▶ Required action
What you return should match every record exactly, with the images removed.

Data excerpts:
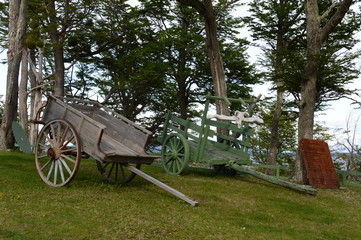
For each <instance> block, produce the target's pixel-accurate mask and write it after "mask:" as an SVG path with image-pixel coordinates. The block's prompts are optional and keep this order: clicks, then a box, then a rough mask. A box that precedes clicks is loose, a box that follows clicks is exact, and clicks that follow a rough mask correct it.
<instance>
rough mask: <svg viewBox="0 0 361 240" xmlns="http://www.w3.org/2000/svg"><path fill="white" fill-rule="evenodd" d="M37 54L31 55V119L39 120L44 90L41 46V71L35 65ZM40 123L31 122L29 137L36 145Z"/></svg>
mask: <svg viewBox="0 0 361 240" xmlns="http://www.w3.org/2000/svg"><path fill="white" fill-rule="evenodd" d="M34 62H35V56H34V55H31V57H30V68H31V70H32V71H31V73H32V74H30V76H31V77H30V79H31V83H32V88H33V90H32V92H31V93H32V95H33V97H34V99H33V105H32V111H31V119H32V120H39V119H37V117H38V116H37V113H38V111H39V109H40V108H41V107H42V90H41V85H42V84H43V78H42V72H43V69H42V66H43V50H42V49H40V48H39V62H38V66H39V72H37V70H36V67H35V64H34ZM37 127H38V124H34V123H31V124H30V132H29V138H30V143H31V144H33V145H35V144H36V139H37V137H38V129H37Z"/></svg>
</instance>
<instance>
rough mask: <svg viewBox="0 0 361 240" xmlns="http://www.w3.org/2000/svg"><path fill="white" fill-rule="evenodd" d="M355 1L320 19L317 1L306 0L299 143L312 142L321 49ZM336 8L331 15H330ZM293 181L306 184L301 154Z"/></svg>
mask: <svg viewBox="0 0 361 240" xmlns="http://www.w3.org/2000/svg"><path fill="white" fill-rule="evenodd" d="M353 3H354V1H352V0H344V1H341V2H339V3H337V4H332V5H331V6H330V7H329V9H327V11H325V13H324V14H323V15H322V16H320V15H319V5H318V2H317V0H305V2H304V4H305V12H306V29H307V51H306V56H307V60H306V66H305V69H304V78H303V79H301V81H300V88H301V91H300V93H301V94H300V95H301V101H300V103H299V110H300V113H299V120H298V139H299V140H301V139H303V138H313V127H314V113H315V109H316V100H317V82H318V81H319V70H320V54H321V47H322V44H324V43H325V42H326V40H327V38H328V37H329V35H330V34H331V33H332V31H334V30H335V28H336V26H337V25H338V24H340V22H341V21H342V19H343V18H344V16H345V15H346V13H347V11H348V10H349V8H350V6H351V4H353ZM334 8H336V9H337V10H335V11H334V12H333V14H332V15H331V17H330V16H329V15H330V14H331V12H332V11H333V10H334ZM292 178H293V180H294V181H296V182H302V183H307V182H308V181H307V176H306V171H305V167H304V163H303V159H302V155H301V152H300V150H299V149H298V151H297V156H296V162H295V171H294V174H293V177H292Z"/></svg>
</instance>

▶ Finished exercise
For each <instance> block, produce the target's pixel-accurate mask and write it after "mask:" as an SVG path with image-pixel coordinates. The block's prompts are optional and keep this order: clicks, then a box, then a rough mask. A box that precedes clicks is loose, a box that follows clicks is exact, and clicks that follow a rough mask correct it.
<instance>
rough mask: <svg viewBox="0 0 361 240" xmlns="http://www.w3.org/2000/svg"><path fill="white" fill-rule="evenodd" d="M37 54L31 55V119L39 120L44 90L41 46V71L35 65ZM40 123L31 122L29 137L36 145Z"/></svg>
mask: <svg viewBox="0 0 361 240" xmlns="http://www.w3.org/2000/svg"><path fill="white" fill-rule="evenodd" d="M34 62H35V56H34V55H31V57H30V68H31V70H32V71H31V73H32V74H30V76H31V77H30V79H31V83H32V88H33V90H32V92H31V93H32V95H33V97H34V99H33V105H32V111H31V119H32V120H39V119H37V117H38V116H37V113H38V111H39V109H40V108H41V107H42V90H41V85H42V84H43V78H42V72H43V69H42V66H43V50H42V49H40V48H39V62H38V66H39V72H37V70H36V67H35V64H34ZM37 127H38V124H34V123H31V124H30V132H29V138H30V143H31V144H33V145H35V144H36V139H37V137H38V129H37Z"/></svg>
</instance>
<instance>
rough mask: <svg viewBox="0 0 361 240" xmlns="http://www.w3.org/2000/svg"><path fill="white" fill-rule="evenodd" d="M355 1L320 19L317 1L306 0L299 143L312 142L321 49ZM336 8L331 15H330ZM293 181L306 184L301 154Z"/></svg>
mask: <svg viewBox="0 0 361 240" xmlns="http://www.w3.org/2000/svg"><path fill="white" fill-rule="evenodd" d="M353 3H354V1H352V0H344V1H341V2H339V3H337V4H332V5H331V6H330V7H329V9H327V11H325V13H324V14H323V15H322V16H320V15H319V5H318V2H317V0H305V2H304V4H305V12H306V29H307V51H306V56H307V60H306V66H305V69H304V78H303V79H301V81H300V88H301V91H300V93H301V94H300V95H301V101H300V103H299V110H300V113H299V120H298V139H299V140H301V139H303V138H313V127H314V113H315V109H316V100H317V82H318V81H319V70H320V54H321V47H322V44H324V43H325V42H326V40H327V38H328V37H329V35H330V34H331V33H332V31H334V30H335V28H336V26H337V25H338V24H340V22H341V21H342V19H343V18H344V16H345V15H346V13H347V11H348V10H349V8H350V6H351V4H353ZM334 8H336V9H337V10H335V11H334V12H333V14H332V15H331V17H330V16H329V15H330V14H331V12H332V11H333V10H334ZM292 178H293V180H294V181H296V182H302V183H307V182H308V181H307V176H306V171H305V167H304V163H303V159H302V155H301V152H300V150H299V149H298V151H297V156H296V162H295V171H294V174H293V177H292Z"/></svg>
</instance>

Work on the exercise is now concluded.